CONSIGNA 1: Cita literalmente la parte del fragmento sobre la traducción que empieza en las palabras "La alteridad es" y termina después de "de lo simbólico.".
CONSIGNA 2:
Responde a partir del fragmento sobre la traducción:
(a) ¿Quiénes fueron los primeros en considerar la alteridad de los sujetos a quienes la traducción debía servir?
(b) ¿Qué propone Annie Brisset en lugar de una vacía moral de la equivalencia de los signos?
(c) ¿Con qué nombre se conoce la disciplina desarrollada en torno de la práctica de la traducción?

FRAGMENTO DEL DOCUMENTO:
En un tiempo el problema era cómo aparear vocabularios diferentes. Los antropólogos fueron los primeros en considerar la alteridad de los sujetos a quienes la traducción debía servir. Pero tanto si se favorecía la fusión como las diferencias de identidad, se obviaba que en la traducción se juegan desigualdades entre lenguas o culturas: relaciones de fuerzas. Annie Brisset, una renovadora teórica de la especialidad, propone no una vacía moral de la equivalencia de los signos, sino una ética de la reciprocidad que tenga en cuenta el estatuto geopolítico de las lenguas y las culturas. Rebabelizar el mundo.

 

La alteridad es constitutiva de la traducción y de la disciplina relativamente reciente que se ha desarrollado en torno de esta práctica bajo el nombre de traductología. La traducción, ¿no es designada por ella como “la experiencia de lo extranjero”? Esta metáfora desplaza el objeto de la traducción del logos al anthropos: más allá de las lenguas, la traducción relaciona sujetos humanos. Su incidencia es existencial, del orden de lo real más que del orden de lo simbólico.

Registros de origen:
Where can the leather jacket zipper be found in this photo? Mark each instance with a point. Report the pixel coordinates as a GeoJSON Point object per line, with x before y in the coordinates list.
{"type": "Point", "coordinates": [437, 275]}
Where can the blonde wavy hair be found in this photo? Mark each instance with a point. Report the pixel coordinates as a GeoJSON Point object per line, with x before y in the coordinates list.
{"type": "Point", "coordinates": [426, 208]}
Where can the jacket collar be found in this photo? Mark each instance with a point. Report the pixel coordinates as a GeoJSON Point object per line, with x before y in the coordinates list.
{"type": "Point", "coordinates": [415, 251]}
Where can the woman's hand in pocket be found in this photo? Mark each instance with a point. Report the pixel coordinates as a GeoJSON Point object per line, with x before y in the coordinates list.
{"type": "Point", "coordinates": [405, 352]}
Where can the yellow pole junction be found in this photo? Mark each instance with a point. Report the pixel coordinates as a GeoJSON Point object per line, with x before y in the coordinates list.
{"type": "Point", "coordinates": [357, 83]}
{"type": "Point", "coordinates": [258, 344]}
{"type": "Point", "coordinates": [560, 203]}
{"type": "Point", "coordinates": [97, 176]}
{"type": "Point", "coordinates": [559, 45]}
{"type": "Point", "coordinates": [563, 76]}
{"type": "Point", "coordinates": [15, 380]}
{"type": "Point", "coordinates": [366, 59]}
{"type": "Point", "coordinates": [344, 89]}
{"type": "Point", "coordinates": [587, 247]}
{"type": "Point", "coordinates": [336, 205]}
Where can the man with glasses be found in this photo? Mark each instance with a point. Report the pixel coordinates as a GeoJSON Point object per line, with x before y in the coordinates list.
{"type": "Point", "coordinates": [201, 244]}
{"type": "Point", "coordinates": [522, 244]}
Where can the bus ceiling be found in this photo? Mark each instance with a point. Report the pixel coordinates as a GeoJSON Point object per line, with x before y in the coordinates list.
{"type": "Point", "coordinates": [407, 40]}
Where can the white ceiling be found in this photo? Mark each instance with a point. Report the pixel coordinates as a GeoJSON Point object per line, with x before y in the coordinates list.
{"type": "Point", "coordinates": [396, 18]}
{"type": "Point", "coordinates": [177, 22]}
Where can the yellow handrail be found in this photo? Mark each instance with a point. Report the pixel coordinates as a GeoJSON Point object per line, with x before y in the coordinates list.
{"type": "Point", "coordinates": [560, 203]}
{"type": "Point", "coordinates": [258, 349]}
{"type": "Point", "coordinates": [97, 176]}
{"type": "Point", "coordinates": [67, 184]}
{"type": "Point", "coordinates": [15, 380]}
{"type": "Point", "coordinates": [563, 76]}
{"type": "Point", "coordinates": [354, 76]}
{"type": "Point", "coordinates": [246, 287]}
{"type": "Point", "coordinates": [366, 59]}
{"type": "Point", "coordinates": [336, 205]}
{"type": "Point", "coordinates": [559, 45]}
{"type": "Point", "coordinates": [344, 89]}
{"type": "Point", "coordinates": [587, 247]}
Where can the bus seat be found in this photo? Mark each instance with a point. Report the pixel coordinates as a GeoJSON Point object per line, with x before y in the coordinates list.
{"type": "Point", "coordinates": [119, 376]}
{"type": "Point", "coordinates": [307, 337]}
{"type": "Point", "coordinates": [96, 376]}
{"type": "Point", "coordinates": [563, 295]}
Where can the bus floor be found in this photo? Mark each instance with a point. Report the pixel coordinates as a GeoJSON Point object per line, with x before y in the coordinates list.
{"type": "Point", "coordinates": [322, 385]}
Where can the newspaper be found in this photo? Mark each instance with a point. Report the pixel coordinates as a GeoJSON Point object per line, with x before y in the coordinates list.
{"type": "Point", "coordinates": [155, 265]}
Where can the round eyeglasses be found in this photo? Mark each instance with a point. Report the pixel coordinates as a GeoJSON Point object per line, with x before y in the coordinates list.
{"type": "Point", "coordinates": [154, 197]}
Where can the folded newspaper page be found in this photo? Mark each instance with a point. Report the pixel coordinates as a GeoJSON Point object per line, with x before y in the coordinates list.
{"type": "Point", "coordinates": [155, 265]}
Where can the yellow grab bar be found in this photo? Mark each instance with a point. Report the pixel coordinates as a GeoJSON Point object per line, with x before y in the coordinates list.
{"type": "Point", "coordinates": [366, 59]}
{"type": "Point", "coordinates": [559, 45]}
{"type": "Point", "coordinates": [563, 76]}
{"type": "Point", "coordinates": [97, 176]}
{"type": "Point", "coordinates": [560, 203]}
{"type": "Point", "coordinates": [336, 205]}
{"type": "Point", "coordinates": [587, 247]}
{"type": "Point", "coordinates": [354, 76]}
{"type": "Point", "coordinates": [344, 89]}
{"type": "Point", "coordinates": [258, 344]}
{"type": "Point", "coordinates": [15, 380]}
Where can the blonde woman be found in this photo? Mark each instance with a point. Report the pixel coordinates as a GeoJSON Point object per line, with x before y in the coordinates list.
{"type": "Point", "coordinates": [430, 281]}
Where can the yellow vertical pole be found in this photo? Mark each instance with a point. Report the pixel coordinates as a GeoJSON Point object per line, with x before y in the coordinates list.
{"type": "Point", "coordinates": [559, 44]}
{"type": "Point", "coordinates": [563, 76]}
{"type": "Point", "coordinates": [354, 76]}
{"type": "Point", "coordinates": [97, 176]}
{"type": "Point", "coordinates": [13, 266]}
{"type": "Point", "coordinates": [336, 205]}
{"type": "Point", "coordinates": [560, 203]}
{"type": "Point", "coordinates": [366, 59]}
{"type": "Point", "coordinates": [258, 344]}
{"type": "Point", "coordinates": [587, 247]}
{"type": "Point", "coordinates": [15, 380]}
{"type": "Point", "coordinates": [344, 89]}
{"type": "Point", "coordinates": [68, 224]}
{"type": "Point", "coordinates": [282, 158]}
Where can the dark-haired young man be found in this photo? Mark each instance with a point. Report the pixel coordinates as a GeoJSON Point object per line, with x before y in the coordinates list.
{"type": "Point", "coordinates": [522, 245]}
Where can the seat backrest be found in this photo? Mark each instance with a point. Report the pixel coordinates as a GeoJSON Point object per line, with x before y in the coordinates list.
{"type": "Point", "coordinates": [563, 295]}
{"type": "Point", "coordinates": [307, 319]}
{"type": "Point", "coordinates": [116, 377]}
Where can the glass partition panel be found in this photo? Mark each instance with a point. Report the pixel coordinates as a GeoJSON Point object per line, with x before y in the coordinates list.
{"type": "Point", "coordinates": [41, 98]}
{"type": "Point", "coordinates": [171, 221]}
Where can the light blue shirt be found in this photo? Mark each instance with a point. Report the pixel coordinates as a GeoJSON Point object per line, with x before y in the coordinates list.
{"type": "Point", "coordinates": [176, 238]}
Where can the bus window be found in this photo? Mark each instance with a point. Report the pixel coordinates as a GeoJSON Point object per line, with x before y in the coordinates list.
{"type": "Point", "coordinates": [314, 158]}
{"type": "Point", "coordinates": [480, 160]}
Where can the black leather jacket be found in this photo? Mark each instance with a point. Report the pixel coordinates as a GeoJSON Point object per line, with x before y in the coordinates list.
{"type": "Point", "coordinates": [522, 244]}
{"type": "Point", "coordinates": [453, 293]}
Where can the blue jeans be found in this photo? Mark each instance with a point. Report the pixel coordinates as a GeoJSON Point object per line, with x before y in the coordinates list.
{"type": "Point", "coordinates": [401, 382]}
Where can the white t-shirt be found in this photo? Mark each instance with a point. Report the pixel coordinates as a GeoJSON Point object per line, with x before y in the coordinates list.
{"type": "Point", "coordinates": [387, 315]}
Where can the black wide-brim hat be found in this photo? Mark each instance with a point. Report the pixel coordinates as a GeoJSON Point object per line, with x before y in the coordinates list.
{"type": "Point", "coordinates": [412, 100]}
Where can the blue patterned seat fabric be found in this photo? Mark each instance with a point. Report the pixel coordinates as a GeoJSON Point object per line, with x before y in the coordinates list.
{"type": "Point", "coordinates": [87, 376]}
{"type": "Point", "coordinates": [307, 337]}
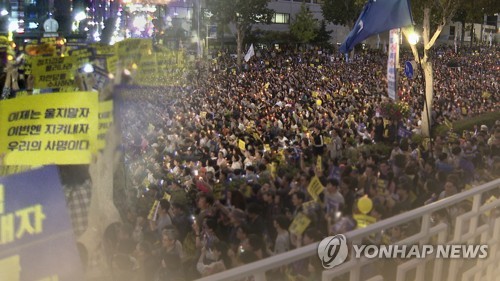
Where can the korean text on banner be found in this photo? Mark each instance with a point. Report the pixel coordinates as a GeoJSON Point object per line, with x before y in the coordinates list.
{"type": "Point", "coordinates": [58, 128]}
{"type": "Point", "coordinates": [315, 188]}
{"type": "Point", "coordinates": [377, 16]}
{"type": "Point", "coordinates": [54, 72]}
{"type": "Point", "coordinates": [105, 122]}
{"type": "Point", "coordinates": [37, 240]}
{"type": "Point", "coordinates": [299, 224]}
{"type": "Point", "coordinates": [392, 63]}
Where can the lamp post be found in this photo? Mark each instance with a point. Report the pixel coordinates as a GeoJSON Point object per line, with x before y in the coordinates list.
{"type": "Point", "coordinates": [413, 39]}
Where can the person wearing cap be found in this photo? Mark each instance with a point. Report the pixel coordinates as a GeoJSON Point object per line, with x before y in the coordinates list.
{"type": "Point", "coordinates": [318, 144]}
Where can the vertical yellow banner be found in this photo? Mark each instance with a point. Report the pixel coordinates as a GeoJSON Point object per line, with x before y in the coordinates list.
{"type": "Point", "coordinates": [59, 128]}
{"type": "Point", "coordinates": [105, 122]}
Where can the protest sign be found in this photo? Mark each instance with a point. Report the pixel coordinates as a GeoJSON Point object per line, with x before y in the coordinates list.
{"type": "Point", "coordinates": [36, 237]}
{"type": "Point", "coordinates": [242, 145]}
{"type": "Point", "coordinates": [364, 220]}
{"type": "Point", "coordinates": [58, 128]}
{"type": "Point", "coordinates": [54, 72]}
{"type": "Point", "coordinates": [299, 224]}
{"type": "Point", "coordinates": [105, 122]}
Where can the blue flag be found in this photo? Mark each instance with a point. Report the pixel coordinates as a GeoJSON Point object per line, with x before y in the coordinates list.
{"type": "Point", "coordinates": [378, 16]}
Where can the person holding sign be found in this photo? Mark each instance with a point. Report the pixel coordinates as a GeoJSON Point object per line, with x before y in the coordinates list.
{"type": "Point", "coordinates": [161, 219]}
{"type": "Point", "coordinates": [318, 144]}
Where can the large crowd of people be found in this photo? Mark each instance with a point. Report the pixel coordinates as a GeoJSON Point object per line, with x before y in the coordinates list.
{"type": "Point", "coordinates": [229, 158]}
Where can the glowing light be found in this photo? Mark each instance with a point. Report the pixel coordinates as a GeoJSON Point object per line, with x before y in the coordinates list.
{"type": "Point", "coordinates": [88, 68]}
{"type": "Point", "coordinates": [80, 16]}
{"type": "Point", "coordinates": [140, 22]}
{"type": "Point", "coordinates": [413, 38]}
{"type": "Point", "coordinates": [13, 26]}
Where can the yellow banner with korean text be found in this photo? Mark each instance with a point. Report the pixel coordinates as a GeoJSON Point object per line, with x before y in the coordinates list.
{"type": "Point", "coordinates": [105, 122]}
{"type": "Point", "coordinates": [54, 72]}
{"type": "Point", "coordinates": [59, 128]}
{"type": "Point", "coordinates": [315, 188]}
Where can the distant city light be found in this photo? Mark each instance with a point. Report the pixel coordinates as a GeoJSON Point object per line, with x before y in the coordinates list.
{"type": "Point", "coordinates": [13, 26]}
{"type": "Point", "coordinates": [80, 16]}
{"type": "Point", "coordinates": [140, 22]}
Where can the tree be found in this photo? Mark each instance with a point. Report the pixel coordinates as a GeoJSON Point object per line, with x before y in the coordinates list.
{"type": "Point", "coordinates": [323, 35]}
{"type": "Point", "coordinates": [342, 12]}
{"type": "Point", "coordinates": [431, 17]}
{"type": "Point", "coordinates": [305, 26]}
{"type": "Point", "coordinates": [473, 12]}
{"type": "Point", "coordinates": [242, 13]}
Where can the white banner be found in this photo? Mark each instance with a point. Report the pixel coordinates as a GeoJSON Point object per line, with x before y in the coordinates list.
{"type": "Point", "coordinates": [392, 63]}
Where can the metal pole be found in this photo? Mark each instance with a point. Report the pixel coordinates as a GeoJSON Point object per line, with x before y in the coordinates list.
{"type": "Point", "coordinates": [422, 82]}
{"type": "Point", "coordinates": [198, 21]}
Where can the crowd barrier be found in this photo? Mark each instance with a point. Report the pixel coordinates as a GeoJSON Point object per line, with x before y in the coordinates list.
{"type": "Point", "coordinates": [479, 225]}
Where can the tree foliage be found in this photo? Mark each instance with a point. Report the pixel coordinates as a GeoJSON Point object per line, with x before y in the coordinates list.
{"type": "Point", "coordinates": [304, 27]}
{"type": "Point", "coordinates": [242, 13]}
{"type": "Point", "coordinates": [323, 35]}
{"type": "Point", "coordinates": [342, 12]}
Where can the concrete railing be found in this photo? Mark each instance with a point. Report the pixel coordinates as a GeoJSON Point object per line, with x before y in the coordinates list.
{"type": "Point", "coordinates": [479, 225]}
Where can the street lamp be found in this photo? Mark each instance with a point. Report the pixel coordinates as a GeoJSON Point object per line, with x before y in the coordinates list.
{"type": "Point", "coordinates": [413, 39]}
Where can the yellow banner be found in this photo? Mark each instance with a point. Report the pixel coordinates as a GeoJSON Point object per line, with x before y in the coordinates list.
{"type": "Point", "coordinates": [105, 122]}
{"type": "Point", "coordinates": [54, 72]}
{"type": "Point", "coordinates": [315, 188]}
{"type": "Point", "coordinates": [111, 64]}
{"type": "Point", "coordinates": [364, 220]}
{"type": "Point", "coordinates": [299, 224]}
{"type": "Point", "coordinates": [242, 145]}
{"type": "Point", "coordinates": [82, 55]}
{"type": "Point", "coordinates": [59, 128]}
{"type": "Point", "coordinates": [104, 49]}
{"type": "Point", "coordinates": [146, 70]}
{"type": "Point", "coordinates": [319, 164]}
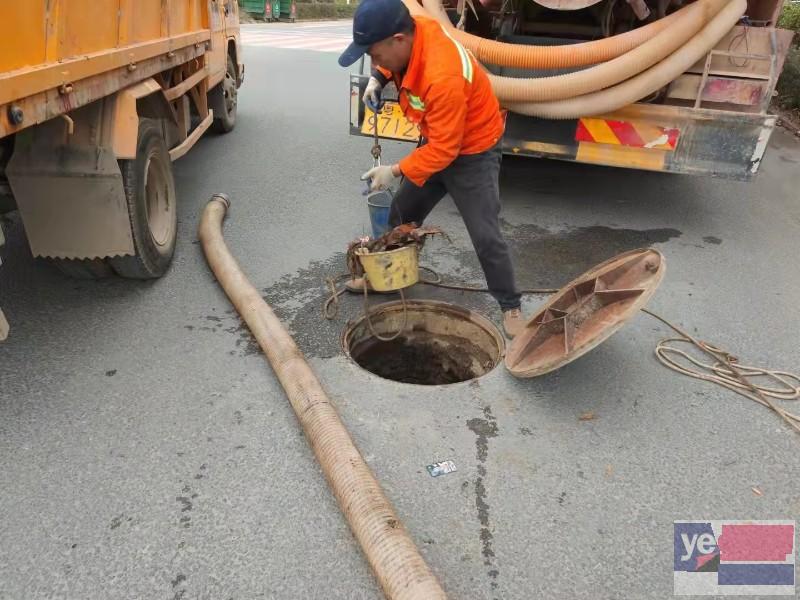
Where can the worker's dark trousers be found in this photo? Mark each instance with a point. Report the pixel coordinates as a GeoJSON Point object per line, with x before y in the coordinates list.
{"type": "Point", "coordinates": [473, 183]}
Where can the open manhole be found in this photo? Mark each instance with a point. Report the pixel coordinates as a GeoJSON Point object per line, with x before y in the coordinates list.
{"type": "Point", "coordinates": [442, 343]}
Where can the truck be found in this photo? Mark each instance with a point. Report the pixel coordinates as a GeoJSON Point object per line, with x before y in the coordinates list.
{"type": "Point", "coordinates": [97, 99]}
{"type": "Point", "coordinates": [712, 119]}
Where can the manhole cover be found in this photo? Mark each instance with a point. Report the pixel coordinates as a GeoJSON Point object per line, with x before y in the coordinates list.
{"type": "Point", "coordinates": [442, 343]}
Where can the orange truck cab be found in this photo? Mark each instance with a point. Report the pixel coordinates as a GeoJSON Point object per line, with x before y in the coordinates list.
{"type": "Point", "coordinates": [97, 98]}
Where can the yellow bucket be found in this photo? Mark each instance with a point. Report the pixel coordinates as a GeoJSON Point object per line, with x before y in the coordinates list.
{"type": "Point", "coordinates": [392, 270]}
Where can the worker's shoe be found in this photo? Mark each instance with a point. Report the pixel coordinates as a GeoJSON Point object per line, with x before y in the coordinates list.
{"type": "Point", "coordinates": [513, 322]}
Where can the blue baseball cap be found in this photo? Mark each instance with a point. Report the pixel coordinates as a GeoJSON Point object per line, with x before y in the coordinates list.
{"type": "Point", "coordinates": [374, 20]}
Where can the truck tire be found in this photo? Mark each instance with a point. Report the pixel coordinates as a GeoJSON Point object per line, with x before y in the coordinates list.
{"type": "Point", "coordinates": [87, 268]}
{"type": "Point", "coordinates": [226, 100]}
{"type": "Point", "coordinates": [150, 194]}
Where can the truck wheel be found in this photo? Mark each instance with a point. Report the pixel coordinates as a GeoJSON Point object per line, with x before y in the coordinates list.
{"type": "Point", "coordinates": [150, 194]}
{"type": "Point", "coordinates": [87, 268]}
{"type": "Point", "coordinates": [226, 120]}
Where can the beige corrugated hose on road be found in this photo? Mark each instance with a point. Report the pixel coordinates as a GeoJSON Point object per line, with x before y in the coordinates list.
{"type": "Point", "coordinates": [395, 560]}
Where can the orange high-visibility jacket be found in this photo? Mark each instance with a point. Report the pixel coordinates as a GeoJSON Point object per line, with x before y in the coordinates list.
{"type": "Point", "coordinates": [447, 93]}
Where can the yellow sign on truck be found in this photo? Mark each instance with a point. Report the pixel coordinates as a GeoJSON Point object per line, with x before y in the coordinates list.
{"type": "Point", "coordinates": [97, 97]}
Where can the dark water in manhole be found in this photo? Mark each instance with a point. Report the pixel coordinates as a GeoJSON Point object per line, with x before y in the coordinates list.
{"type": "Point", "coordinates": [423, 358]}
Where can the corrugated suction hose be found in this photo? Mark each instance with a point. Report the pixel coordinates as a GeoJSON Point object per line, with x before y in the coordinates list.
{"type": "Point", "coordinates": [542, 57]}
{"type": "Point", "coordinates": [545, 89]}
{"type": "Point", "coordinates": [646, 83]}
{"type": "Point", "coordinates": [398, 565]}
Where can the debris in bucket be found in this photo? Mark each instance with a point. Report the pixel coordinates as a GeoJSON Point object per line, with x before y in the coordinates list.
{"type": "Point", "coordinates": [401, 236]}
{"type": "Point", "coordinates": [442, 468]}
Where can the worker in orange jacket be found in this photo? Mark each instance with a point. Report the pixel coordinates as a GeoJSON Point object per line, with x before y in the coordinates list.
{"type": "Point", "coordinates": [444, 90]}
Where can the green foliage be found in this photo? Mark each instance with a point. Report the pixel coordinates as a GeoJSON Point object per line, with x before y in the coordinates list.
{"type": "Point", "coordinates": [316, 11]}
{"type": "Point", "coordinates": [345, 11]}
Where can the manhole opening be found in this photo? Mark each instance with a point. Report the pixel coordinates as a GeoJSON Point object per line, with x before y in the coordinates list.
{"type": "Point", "coordinates": [442, 343]}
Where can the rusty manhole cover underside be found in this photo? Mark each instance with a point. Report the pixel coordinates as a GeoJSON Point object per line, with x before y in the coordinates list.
{"type": "Point", "coordinates": [586, 312]}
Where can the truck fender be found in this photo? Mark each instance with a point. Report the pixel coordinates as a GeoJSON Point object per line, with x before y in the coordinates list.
{"type": "Point", "coordinates": [144, 99]}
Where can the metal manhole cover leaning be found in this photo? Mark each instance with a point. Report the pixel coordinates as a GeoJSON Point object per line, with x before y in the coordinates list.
{"type": "Point", "coordinates": [586, 312]}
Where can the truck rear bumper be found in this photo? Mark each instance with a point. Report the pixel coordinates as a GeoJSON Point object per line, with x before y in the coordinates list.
{"type": "Point", "coordinates": [673, 139]}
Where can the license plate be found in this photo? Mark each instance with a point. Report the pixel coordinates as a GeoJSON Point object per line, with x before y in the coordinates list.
{"type": "Point", "coordinates": [391, 123]}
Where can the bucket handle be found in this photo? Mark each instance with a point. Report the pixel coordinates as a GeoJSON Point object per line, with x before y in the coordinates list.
{"type": "Point", "coordinates": [369, 320]}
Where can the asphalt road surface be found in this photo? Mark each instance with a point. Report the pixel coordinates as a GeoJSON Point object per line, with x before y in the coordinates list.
{"type": "Point", "coordinates": [147, 450]}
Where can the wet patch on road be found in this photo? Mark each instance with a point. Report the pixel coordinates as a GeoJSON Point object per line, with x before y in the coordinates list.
{"type": "Point", "coordinates": [545, 258]}
{"type": "Point", "coordinates": [484, 429]}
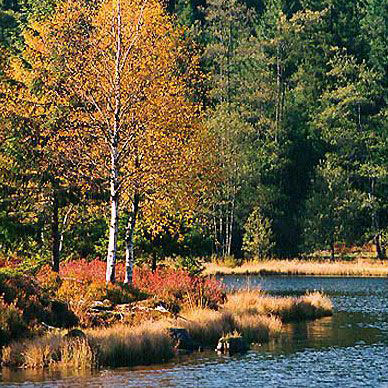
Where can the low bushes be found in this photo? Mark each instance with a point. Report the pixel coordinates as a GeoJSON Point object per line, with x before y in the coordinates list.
{"type": "Point", "coordinates": [251, 314]}
{"type": "Point", "coordinates": [24, 305]}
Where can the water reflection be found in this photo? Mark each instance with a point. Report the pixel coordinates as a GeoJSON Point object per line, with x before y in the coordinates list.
{"type": "Point", "coordinates": [348, 349]}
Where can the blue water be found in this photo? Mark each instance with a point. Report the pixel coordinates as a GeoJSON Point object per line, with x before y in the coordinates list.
{"type": "Point", "coordinates": [349, 349]}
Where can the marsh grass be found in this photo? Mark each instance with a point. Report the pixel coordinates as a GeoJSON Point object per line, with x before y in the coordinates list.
{"type": "Point", "coordinates": [51, 351]}
{"type": "Point", "coordinates": [207, 326]}
{"type": "Point", "coordinates": [302, 267]}
{"type": "Point", "coordinates": [255, 302]}
{"type": "Point", "coordinates": [250, 313]}
{"type": "Point", "coordinates": [122, 345]}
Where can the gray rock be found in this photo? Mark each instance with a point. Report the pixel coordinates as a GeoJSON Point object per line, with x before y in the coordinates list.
{"type": "Point", "coordinates": [232, 345]}
{"type": "Point", "coordinates": [183, 341]}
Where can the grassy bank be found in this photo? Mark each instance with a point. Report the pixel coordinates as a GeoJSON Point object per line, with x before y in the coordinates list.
{"type": "Point", "coordinates": [256, 316]}
{"type": "Point", "coordinates": [301, 267]}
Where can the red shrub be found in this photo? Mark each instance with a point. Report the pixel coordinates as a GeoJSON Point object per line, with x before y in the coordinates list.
{"type": "Point", "coordinates": [165, 283]}
{"type": "Point", "coordinates": [89, 270]}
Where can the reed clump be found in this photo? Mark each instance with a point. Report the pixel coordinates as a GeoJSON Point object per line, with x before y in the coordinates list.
{"type": "Point", "coordinates": [252, 314]}
{"type": "Point", "coordinates": [51, 351]}
{"type": "Point", "coordinates": [254, 302]}
{"type": "Point", "coordinates": [122, 345]}
{"type": "Point", "coordinates": [206, 326]}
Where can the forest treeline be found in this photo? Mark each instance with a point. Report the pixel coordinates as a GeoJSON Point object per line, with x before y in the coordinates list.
{"type": "Point", "coordinates": [245, 128]}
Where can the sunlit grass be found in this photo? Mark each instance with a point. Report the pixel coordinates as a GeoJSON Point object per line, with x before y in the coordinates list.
{"type": "Point", "coordinates": [254, 315]}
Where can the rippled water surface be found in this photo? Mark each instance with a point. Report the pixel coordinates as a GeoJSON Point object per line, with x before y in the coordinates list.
{"type": "Point", "coordinates": [349, 349]}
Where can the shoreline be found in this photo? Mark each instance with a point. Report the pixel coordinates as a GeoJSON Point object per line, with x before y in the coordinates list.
{"type": "Point", "coordinates": [253, 316]}
{"type": "Point", "coordinates": [294, 267]}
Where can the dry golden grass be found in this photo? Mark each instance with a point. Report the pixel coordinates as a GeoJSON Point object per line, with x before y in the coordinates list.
{"type": "Point", "coordinates": [302, 267]}
{"type": "Point", "coordinates": [255, 302]}
{"type": "Point", "coordinates": [256, 316]}
{"type": "Point", "coordinates": [122, 345]}
{"type": "Point", "coordinates": [51, 351]}
{"type": "Point", "coordinates": [207, 326]}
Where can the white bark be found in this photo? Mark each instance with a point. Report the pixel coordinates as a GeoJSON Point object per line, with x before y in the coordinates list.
{"type": "Point", "coordinates": [129, 245]}
{"type": "Point", "coordinates": [113, 231]}
{"type": "Point", "coordinates": [114, 179]}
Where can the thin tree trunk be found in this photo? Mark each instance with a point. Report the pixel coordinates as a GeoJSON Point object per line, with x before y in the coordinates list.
{"type": "Point", "coordinates": [55, 233]}
{"type": "Point", "coordinates": [379, 248]}
{"type": "Point", "coordinates": [332, 251]}
{"type": "Point", "coordinates": [63, 228]}
{"type": "Point", "coordinates": [154, 262]}
{"type": "Point", "coordinates": [114, 179]}
{"type": "Point", "coordinates": [113, 232]}
{"type": "Point", "coordinates": [129, 246]}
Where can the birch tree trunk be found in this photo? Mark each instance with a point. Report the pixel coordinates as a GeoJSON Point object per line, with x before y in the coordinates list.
{"type": "Point", "coordinates": [113, 230]}
{"type": "Point", "coordinates": [114, 179]}
{"type": "Point", "coordinates": [55, 233]}
{"type": "Point", "coordinates": [129, 246]}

RESPUESTA 1:
La alteridad es constitutiva de la traducción y de la disciplina relativamente reciente que se ha desarrollado en torno de esta práctica bajo el nombre de traductología. La traducción, ¿no es designada por ella como “la experiencia de lo extranjero”? Esta metáfora desplaza el objeto de la traducción del logos al anthropos: más allá de las lenguas, la traducción relaciona sujetos humanos. Su incidencia es existencial, del orden de lo real más que del orden de lo simbólico.

RESPUESTA 2:
(a) Los antropólogos.
(b) Una ética de la reciprocidad que tenga en cuenta el estatuto geopolítico de las lenguas y las culturas.
(c) Traductología.